T7A – Station radios; receivers, transmitters, transceivers

T7A01 (C)
What is the function of a product detector?
A. Detect phase modulated signals
B. Demodulate FM signals
C. Detect CW and SSB signals
D. Combine speech and RF signals

T7A02 (C)
What type of receiver is shown in Figure T6?
A. Direct conversion
B. Super-regenerative
C. Single-conversion superheterodyne
D. Dual-conversion superheterodyne

T7A03 (C)
What is the function of a mixer in a superheterodyne receiver?
A. To reject signals outside of the desired passband
B. To combine signals from several stations together
C. To shift the incoming signal to an intermediate frequency
D. To connect the receiver with an auxiliary device, such as a TNC

T7A04 (D)
What circuit is pictured in Figure T7, if block 1 is a frequency discriminator?
A. A double-conversion receiver
B. A regenerative receiver
C. A superheterodyne receiver
D. An FM receiver

T7A05 (D)
What is the function of block 1 if figure T4 is a simple CW transmitter?
A. Reactance modulator
B. Product detector
C. Low-pass filter
D. Oscillator

T7A06 (C)
What device takes the output of a low-powered 28 MHz SSB exciter and
produces a 222 MHz output signal?

== Directions for this task ==
Copy from the passage on station radios the span from "A. Detect phase" to "in Figure T6?", keeping every word as it appears. The rows that come next have no connection to the passage on station radios.

== Data provided ==

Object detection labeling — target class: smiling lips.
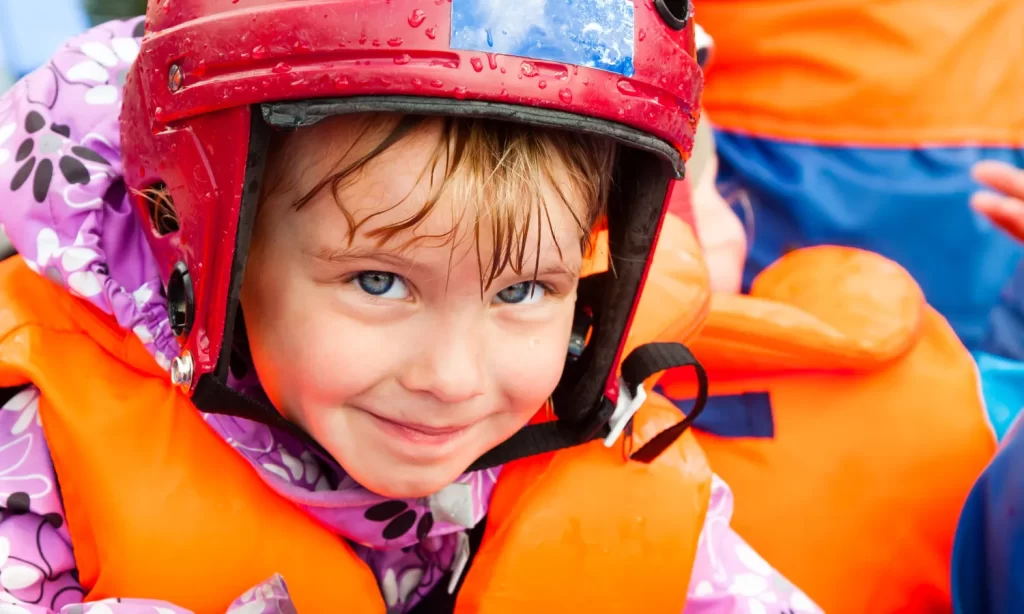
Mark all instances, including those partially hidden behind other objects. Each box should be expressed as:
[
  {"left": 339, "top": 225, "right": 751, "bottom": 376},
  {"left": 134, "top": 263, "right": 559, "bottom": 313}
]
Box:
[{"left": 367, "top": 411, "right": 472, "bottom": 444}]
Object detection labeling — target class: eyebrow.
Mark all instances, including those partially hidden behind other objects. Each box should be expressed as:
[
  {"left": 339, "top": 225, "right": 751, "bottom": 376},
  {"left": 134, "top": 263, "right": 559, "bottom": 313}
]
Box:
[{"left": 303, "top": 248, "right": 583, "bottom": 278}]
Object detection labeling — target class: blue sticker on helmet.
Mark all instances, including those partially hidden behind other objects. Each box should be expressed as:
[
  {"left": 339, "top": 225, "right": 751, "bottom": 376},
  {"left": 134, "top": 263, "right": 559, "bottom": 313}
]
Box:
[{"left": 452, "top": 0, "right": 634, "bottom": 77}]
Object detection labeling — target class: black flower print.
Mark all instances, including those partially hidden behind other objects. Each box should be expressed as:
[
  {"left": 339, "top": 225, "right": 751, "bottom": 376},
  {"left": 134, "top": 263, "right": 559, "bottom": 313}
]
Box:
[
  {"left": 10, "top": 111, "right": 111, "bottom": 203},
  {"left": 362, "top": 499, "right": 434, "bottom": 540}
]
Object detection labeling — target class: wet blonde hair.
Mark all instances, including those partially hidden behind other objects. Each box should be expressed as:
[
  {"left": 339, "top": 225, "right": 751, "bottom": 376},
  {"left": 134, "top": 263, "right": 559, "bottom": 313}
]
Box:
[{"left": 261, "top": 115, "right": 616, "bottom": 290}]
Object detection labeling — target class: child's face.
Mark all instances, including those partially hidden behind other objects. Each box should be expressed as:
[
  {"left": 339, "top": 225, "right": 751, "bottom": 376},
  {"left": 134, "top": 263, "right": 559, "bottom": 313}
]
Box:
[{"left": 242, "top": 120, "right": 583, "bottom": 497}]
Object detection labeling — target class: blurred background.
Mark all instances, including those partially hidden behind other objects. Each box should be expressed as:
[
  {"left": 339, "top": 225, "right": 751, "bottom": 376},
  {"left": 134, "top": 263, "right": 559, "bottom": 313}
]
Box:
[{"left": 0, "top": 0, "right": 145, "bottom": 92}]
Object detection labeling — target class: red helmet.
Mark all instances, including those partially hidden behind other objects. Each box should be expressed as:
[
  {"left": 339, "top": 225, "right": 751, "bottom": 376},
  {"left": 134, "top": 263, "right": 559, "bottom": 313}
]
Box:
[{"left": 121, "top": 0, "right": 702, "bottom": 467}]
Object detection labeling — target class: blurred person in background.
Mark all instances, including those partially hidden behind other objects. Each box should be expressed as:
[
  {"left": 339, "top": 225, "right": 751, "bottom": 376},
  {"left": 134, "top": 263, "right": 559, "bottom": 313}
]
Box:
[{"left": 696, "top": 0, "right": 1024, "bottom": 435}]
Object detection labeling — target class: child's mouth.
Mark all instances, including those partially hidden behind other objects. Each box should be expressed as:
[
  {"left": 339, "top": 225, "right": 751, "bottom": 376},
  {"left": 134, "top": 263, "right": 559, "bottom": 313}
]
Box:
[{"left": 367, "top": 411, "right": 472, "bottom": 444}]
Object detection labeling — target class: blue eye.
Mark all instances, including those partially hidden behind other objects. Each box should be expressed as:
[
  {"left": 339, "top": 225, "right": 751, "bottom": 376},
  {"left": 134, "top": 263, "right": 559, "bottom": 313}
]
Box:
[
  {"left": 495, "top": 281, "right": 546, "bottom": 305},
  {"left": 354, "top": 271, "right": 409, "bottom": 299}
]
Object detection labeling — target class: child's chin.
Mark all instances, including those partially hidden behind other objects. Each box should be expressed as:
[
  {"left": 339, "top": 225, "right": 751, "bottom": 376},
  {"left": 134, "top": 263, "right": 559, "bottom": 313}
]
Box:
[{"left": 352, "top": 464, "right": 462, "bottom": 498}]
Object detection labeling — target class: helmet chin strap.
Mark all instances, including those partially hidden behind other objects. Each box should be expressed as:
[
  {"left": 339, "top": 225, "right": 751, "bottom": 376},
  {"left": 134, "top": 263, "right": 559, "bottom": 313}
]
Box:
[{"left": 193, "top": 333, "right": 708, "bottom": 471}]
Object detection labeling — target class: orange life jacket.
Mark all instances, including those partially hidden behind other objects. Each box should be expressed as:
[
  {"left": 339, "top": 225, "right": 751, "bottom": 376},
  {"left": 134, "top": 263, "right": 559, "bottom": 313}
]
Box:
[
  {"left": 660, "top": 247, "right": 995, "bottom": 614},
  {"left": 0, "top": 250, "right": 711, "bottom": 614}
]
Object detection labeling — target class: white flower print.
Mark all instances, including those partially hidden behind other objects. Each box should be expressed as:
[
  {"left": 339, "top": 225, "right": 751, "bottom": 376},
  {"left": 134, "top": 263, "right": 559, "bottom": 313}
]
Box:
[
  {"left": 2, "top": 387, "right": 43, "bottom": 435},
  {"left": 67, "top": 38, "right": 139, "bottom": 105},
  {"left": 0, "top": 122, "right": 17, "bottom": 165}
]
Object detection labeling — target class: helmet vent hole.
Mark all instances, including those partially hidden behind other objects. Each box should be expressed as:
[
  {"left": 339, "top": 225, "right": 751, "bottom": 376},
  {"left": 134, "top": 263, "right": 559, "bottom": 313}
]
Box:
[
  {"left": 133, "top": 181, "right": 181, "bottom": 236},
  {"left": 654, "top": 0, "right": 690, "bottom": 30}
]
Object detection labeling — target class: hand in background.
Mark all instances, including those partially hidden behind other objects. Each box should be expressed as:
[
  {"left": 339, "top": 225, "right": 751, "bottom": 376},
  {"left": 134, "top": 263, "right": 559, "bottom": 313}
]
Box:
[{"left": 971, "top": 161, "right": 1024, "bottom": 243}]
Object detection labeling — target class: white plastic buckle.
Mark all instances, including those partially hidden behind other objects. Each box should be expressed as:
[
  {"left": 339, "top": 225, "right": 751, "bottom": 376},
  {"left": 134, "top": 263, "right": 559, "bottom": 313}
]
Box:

== Finished task ==
A. Detect phase modulated signals
B. Demodulate FM signals
C. Detect CW and SSB signals
D. Combine speech and RF signals

T7A02 (C)
What type of receiver is shown in Figure T6?